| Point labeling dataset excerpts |
= = = = = = =

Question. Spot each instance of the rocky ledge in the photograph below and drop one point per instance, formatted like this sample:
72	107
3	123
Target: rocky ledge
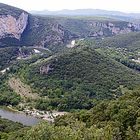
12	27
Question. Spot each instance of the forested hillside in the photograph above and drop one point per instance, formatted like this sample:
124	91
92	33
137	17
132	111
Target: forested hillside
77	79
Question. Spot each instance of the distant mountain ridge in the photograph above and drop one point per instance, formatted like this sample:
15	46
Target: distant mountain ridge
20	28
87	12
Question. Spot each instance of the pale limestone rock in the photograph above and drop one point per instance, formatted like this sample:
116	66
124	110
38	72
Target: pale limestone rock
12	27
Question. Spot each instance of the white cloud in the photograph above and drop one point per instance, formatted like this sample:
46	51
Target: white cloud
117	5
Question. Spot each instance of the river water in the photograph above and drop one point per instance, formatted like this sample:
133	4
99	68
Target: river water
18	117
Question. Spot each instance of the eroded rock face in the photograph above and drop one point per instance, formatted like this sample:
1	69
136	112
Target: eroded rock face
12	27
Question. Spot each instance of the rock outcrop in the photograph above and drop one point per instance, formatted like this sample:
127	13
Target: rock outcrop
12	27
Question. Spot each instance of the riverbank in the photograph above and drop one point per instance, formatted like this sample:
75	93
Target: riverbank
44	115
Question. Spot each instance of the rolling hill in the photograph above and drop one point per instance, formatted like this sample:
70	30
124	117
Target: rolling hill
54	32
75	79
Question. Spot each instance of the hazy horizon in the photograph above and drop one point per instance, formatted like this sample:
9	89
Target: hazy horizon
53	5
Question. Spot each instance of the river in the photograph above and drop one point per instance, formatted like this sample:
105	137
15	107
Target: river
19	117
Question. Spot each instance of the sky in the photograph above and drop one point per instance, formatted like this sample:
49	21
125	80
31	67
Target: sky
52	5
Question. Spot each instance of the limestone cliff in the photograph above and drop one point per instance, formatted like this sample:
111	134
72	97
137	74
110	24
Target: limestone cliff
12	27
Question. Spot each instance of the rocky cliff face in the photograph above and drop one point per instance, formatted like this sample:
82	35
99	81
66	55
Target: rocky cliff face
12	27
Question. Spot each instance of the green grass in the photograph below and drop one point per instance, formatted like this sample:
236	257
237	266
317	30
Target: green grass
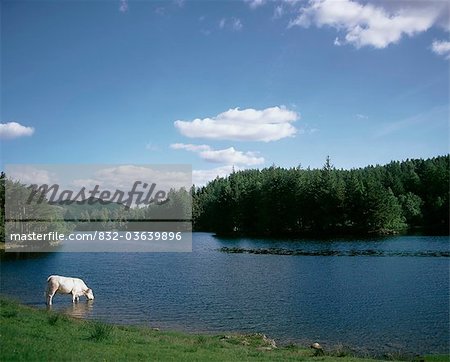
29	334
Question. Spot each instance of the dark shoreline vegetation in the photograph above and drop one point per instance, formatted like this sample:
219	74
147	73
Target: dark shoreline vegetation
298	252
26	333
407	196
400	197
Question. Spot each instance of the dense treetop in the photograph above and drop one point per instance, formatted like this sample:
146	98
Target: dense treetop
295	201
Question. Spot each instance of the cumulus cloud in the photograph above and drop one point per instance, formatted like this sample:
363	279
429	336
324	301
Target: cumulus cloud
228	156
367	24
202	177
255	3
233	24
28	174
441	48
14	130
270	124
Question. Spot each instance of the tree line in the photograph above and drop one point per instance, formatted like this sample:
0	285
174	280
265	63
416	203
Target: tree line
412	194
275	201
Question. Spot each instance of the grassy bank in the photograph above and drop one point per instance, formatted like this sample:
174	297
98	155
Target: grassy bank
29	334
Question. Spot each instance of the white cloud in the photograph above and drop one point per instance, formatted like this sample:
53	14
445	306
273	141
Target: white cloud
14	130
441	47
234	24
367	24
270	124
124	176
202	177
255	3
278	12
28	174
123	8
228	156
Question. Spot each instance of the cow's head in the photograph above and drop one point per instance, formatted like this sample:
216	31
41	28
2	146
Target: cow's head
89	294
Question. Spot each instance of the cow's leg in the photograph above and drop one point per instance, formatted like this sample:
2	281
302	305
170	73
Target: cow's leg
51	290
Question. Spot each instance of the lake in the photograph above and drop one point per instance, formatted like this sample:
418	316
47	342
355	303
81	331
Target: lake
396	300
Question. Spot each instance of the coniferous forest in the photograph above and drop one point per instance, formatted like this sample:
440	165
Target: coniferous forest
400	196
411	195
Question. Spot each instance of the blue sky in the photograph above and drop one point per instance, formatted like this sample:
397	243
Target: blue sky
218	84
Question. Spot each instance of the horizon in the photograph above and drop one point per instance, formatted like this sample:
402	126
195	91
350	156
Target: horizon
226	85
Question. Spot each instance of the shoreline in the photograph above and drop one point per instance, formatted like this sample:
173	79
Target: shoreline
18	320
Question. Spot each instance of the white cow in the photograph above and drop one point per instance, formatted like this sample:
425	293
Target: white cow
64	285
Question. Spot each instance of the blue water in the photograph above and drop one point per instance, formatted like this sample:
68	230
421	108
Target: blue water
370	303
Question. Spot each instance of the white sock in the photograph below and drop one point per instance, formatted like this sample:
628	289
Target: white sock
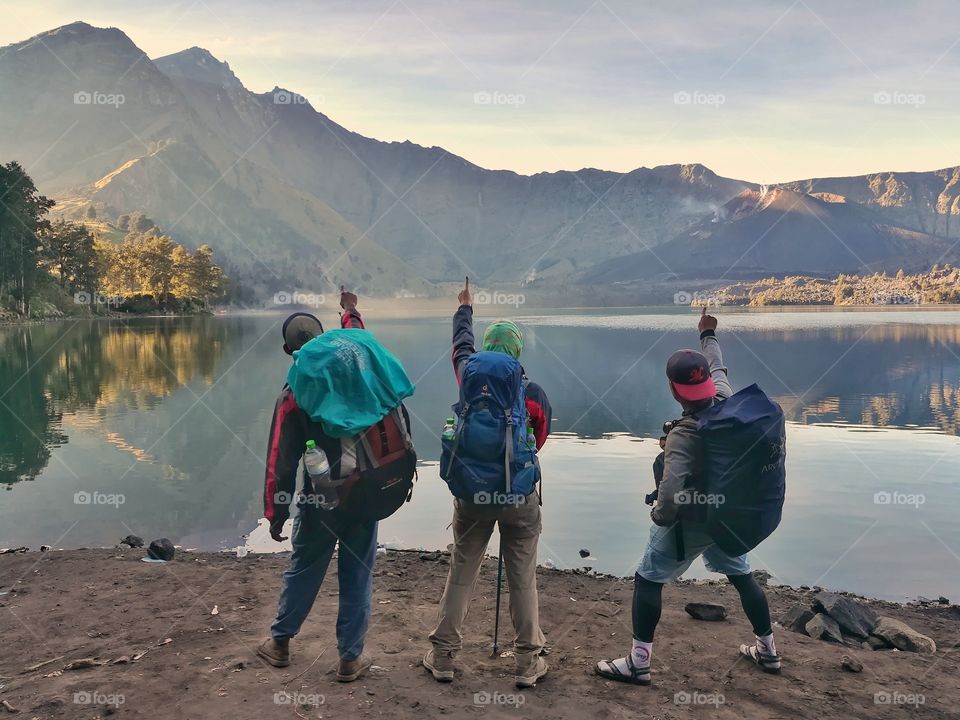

= = = = = = =

| Objective |
Rewrite every row above with "mark each instance with one point" substituted for "drop one point per instance" and everything else unchanged. Leave the pictures out.

| Correct result |
Question. Spot each instance of the rocky ledge in the photograph below and mark each instance with one point, formatted like this sample:
72	107
3	123
Target: rocky ledge
12	27
Question. Spot each instance of the forested hillside in the photograph above and mark each instance with one point, formatted like this sample:
124	91
92	33
137	17
132	111
Target: forested hillside
77	79
Question. Spot each instance of the distant mountain ridge in the photograph above and mark each instance with one point, formatted like this sample:
15	46
Target: distant mountain ridge
20	28
87	12
Question. Spot each instance of the pale limestone rock in the photograph above and mark each instance with one point, formatted like this sample:
116	66
124	110
38	72
Target: pale limestone rock
12	27
Question. Spot each instance of the white cloud in the photograph above and mark each instance with one point, formatted like this sample:
46	51
Target: white cloud
117	5
Question. Spot each instance of the river water in the photograph above and mark each instance with one point, formatted like this sample:
133	4
99	68
Target: river water
18	117
Question. Spot each instance of the eroded rock face in the photograph above and mark each instance with one point, formatted like this sample:
1	69
136	112
Target: eroded rock face
12	27
Question. Spot each instance of the rock outcrop in the photograph above and mark each instance with one point, formatted like this sample:
127	13
Target: rock outcrop
12	27
Question. Spot each instance of the riverbank in the photograph above and mark each instance with one point, formatted like this sample:
75	93
Target: riverbank
44	115
Question. Spot each instance of the rolling hill in the photograph above and mark each instance with one point, formatted like this sample:
70	30
124	117
Target: rolling hill
54	32
75	79
Question. Spot each instance of the hazy horizon in the photograph above and mark each instance with one point, formatted like this sample:
9	89
Target: hazy horizon
53	5
Question. Spot each instance of the river in the photograph above and mark each instance with one point, formatted like this sample:
105	137
15	107
Target: river
19	117
Question. Spot each instance of the sky in the photograph above and mark each instance with one point, formatted like this sample:
49	21
125	80
31	67
Target: sky
52	5
Question. Spot each instance of the limestone cliff in the photograph above and mark each instance with one point, formatted like this sample:
111	134
72	97
137	74
110	24
Target: limestone cliff
12	27
Question. Spot each instance of the rocky cliff face in the photograph above and mark each instance with one point, formatted like this sample:
82	35
99	81
66	55
Target: rocky cliff face
12	27
Question. Spot each instance of the green grass in the photograph below and mark each instance with one point, formatted like this sample:
236	257
237	266
317	30
Target: green grass
29	334
Question. Spot each instance of the dark shoreline vegetation in the photograph above and mark each instance with one point, formatted like this sample:
219	74
147	73
Target: dark shoreline vegetation
298	252
26	333
407	196
400	197
Question. Spot each instance of the dense treetop in the photograph above and mark each instance with one point, formatted like this sample:
146	98
Target: dense treetop
295	201
Question. Spot each instance of the cumulus cloud in the photograph above and mark each instance with one point, formatted like this sample:
363	279
429	336
324	301
Target: cumulus cloud
228	156
367	24
202	177
255	3
233	24
28	174
441	48
14	130
270	124
Question. Spot each instance of the tree line in the photograph above and mark each instance with one point, formatted like this sample:
0	285
174	280
265	63
416	203
Target: tree line
412	194
275	201
Question. Spot each instance of the grassy bank in the photograph above and mark each instance with one point, formatted like this sample:
174	297
98	155
Target: grassy bank
29	334
Question. Spot each instance of the white cloud in the photograph above and mark each instance with one point, formatted like this sample:
53	14
445	306
273	141
Target: white cloud
14	130
441	47
234	24
367	24
270	124
124	176
202	177
255	3
278	12
28	174
123	8
228	156
Question. Spot each instance of the cow's head in the photograph above and mark each instance with one point, formatted like this sample:
216	31
41	28
2	146
Target: cow's head
89	294
Question. Spot each instance of the cow's leg in the photograph above and mark each instance with one point, formatted like this sample:
2	281
302	305
170	73
Target: cow's leg
51	290
Question. Spot each instance of the lake in the photograph above and mark each instance with one point, formatted like this sample:
418	316
47	342
355	303
81	331
Target: lake
396	300
Question. Spot each instance of the coniferous forest in the photograph above and mark each instance with one point, formatted like this sample:
440	165
Target: coniferous forest
400	196
411	195
Question. Spot each instance of the blue sky in the photograph above and mark each instance with one point, formatted like this sample:
397	243
Target: blue sky
218	84
Question. Spot each instance of the horizon in the photograph above and mark each instance with one point, formatted like this sample:
402	126
195	91
350	156
Target: horizon
226	85
Question. Spot each instance of the shoreline in the photograph above and mark each instance with one point, formatted like this sample:
173	79
Target: shoreline
18	320
Question. Spot each instance of the white cow in the photograph above and mark each instance with one point, formatted like this sample:
425	293
Target: white cow
64	285
Question. Spot each instance of the blue water in the photograph above and mark each instance with one point, formatted like this sample:
68	230
421	108
Target: blue water
370	303
Question. Spot each instance of the white sock in the photograph below and mark each instance with one point, formatted like this sample:
628	289
Target: white sock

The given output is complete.